Open the generated HTML in your browser and click the speaker buttons.

CLI usage

langreader -i INPUT.md -o OUTPUT.html --src SRC --tgt TGT --provider PROVIDER --model MODEL [-v 0|1|2|3]

Options

-i, --input (required)
Input Markdown file path.
-o, --output (required)
Output HTML file path.
--src (default: fr)
Source language code (e.g. fr, de, es, ja).
--tgt (default: en)
Target language code.
--provider (required)
Provider name passed to multiai (depends on your multiai configuration).
--model (required)
Model name passed to multiai.
-v, --verbose (default: 1)
Controls terminal output:
- 0: silent
- 1: headings only
- 2: paragraph preview (first ~5 words)
- 3: full original paragraph text

Examples

French → English:

langreader -i alsace.md -o alsace.html --src fr --tgt en --provider ... --model ...

German → English:

langreader -i berlin.md -o berlin.html --src de --tgt en --provider ... --model ...

** Listed records **
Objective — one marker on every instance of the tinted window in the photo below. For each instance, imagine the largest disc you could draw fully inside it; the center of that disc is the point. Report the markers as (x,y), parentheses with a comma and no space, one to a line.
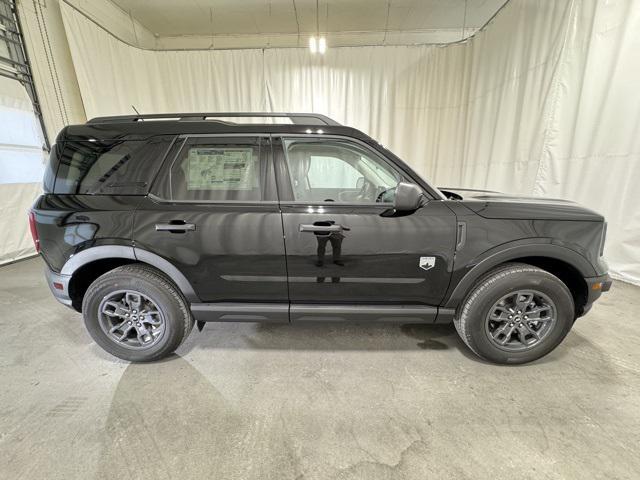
(217,169)
(339,171)
(124,167)
(50,169)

** Task instructions **
Reproduce the langreader command-line notes above, word for word and in full.

** Output of the task **
Open the generated HTML in your browser and click the speaker buttons.

CLI usage

langreader -i INPUT.md -o OUTPUT.html --src SRC --tgt TGT --provider PROVIDER --model MODEL [-v 0|1|2|3]

Options

-i, --input (required)
Input Markdown file path.
-o, --output (required)
Output HTML file path.
--src (default: fr)
Source language code (e.g. fr, de, es, ja).
--tgt (default: en)
Target language code.
--provider (required)
Provider name passed to multiai (depends on your multiai configuration).
--model (required)
Model name passed to multiai.
-v, --verbose (default: 1)
Controls terminal output:
- 0: silent
- 1: headings only
- 2: paragraph preview (first ~5 words)
- 3: full original paragraph text

Examples

French → English:

langreader -i alsace.md -o alsace.html --src fr --tgt en --provider ... --model ...

German → English:

langreader -i berlin.md -o berlin.html --src de --tgt en --provider ... --model ...